Reproduce only the data starting at the line that contains "black backdrop, reporting" and ending at the line that contains "x=403, y=51", with "noun phrase" changed to "short label" and everything else unchanged.

## Material provided:
============
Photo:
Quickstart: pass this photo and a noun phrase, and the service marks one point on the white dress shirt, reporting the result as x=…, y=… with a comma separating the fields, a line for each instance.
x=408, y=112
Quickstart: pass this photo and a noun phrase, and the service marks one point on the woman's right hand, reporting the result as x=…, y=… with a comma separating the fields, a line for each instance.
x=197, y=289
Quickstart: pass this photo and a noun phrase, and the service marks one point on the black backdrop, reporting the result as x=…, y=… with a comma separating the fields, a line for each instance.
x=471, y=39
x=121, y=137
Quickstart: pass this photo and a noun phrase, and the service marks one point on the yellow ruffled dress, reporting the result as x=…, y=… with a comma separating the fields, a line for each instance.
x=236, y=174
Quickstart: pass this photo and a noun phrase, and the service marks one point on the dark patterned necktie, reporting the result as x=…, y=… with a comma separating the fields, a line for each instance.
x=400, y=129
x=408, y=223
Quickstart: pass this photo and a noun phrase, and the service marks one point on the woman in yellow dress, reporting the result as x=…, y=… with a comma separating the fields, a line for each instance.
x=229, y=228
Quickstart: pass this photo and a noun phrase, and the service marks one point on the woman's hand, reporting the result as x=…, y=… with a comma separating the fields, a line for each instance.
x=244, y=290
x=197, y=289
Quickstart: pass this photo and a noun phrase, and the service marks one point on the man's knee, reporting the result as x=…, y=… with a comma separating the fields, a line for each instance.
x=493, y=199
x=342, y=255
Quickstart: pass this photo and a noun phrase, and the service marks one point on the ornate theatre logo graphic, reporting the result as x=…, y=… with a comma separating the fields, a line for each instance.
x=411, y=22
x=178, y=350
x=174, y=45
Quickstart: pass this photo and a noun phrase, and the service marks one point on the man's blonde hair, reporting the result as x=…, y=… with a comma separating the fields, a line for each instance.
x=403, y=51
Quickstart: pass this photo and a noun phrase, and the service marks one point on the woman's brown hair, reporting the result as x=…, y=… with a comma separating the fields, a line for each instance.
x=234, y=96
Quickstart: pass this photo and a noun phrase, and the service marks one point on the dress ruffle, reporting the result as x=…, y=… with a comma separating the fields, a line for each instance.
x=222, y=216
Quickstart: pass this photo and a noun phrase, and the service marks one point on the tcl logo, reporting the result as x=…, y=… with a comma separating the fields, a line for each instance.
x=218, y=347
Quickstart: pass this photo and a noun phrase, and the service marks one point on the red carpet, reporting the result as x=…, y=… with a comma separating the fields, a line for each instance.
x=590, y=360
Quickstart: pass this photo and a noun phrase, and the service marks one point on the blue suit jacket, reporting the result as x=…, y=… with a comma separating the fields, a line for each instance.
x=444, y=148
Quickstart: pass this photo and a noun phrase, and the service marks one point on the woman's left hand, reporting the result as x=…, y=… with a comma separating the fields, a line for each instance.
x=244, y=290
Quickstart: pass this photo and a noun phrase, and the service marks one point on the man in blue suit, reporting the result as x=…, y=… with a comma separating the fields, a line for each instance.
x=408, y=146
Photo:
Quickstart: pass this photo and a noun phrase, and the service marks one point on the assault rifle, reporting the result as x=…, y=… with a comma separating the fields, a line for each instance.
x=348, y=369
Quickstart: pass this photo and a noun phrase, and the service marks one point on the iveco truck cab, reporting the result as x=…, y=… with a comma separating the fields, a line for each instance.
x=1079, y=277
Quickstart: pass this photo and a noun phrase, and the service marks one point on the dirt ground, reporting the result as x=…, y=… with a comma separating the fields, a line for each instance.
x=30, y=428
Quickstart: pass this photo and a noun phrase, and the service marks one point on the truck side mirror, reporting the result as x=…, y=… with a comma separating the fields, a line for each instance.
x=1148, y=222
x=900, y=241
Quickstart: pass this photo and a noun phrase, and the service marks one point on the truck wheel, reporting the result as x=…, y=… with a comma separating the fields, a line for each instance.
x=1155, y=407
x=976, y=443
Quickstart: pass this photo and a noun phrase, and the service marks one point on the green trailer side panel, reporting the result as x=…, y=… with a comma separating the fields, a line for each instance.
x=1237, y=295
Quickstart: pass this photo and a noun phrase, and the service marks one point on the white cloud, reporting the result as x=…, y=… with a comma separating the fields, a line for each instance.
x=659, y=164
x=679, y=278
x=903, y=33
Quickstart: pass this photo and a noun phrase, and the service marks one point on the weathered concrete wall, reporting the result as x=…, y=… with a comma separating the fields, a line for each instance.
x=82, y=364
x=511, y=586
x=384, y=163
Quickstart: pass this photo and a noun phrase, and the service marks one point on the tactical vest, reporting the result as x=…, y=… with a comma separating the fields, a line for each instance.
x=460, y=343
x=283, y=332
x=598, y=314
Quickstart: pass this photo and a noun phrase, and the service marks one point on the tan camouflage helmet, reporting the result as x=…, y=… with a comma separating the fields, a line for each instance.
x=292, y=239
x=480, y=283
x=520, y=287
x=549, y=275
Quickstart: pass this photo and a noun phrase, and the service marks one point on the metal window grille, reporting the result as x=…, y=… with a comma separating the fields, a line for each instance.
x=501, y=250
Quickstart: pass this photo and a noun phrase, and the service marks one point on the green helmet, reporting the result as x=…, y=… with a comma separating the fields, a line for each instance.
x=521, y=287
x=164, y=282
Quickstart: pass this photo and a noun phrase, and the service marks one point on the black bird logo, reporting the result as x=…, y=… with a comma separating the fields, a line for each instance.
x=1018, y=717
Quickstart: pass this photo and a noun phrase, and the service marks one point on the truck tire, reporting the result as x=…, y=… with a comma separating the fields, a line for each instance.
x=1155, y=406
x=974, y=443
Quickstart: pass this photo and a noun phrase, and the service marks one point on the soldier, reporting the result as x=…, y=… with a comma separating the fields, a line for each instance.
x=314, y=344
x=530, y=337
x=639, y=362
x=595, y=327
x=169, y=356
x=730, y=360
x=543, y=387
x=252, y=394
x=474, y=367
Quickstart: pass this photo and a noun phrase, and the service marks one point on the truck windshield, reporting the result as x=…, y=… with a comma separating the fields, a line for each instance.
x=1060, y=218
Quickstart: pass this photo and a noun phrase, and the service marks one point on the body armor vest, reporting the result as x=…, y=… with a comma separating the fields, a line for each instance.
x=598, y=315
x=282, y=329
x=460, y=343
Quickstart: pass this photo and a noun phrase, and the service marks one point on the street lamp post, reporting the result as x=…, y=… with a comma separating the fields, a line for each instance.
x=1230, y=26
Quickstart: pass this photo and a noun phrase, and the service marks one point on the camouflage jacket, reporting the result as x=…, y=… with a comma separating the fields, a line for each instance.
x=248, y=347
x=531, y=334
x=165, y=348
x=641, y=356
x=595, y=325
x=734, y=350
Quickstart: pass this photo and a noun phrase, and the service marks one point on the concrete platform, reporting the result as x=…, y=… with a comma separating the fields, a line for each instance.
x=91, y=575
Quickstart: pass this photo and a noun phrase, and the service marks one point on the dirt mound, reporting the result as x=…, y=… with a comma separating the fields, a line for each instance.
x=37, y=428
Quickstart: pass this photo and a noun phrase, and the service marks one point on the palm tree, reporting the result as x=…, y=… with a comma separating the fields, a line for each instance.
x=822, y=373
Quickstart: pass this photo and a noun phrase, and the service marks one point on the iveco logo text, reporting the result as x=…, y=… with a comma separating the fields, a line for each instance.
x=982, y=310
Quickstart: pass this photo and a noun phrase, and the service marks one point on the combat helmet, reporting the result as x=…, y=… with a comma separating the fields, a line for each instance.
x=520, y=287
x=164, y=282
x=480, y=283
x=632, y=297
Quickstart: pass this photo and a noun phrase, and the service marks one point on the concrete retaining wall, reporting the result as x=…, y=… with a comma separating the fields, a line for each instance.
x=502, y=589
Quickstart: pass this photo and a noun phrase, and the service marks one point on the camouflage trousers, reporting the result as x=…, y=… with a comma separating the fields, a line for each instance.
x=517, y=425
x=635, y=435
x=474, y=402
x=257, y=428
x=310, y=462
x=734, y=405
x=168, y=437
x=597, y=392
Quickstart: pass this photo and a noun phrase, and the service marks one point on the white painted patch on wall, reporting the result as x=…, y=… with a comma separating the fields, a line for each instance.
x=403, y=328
============
## Full response:
Quickstart: pass this photo and a short label, and the service marks one point on the black backdrop, reporting the result as x=…, y=… with a comma separating the fields, a line for each instance.
x=471, y=39
x=121, y=137
Quickstart: pass this photo and a short label, and the service marks one point on the yellow ruffled dress, reporting the result as x=…, y=… with a comma separating the fields, a line for each instance.
x=236, y=174
Quickstart: pass this photo and a short label, and the service marks one point on the dark patterned necktie, reporting the result as x=…, y=… with a comma separating the fields, a line for each instance.
x=400, y=129
x=408, y=223
Quickstart: pass this photo and a short label, and the service marks one point on the woman in yellow dress, reporting the result as x=…, y=… with a comma separating the fields, a line for each instance.
x=229, y=228
Quickstart: pass this photo and a short label, and the service marks one point on the woman's hand, reporting the result as x=…, y=… with a comma separating the fields, a line for each instance.
x=244, y=290
x=197, y=289
Quickstart: pass this photo and a short label, and the service marks one point on the man's knee, reporting the result as x=…, y=… with a comma separating the fields, a line for each instance.
x=493, y=199
x=342, y=255
Quickstart: pass this photo and a short label, and the service marks one point on the ornate theatre logo graphic, reporting the result as x=…, y=… with a comma separating the fields, a line for each instance.
x=411, y=22
x=178, y=350
x=174, y=45
Quickstart: pass this photo and a short label, and the service marks one point on the man's blonde hair, reporting the result as x=…, y=… with a comma separating the fields, a line for each instance.
x=403, y=51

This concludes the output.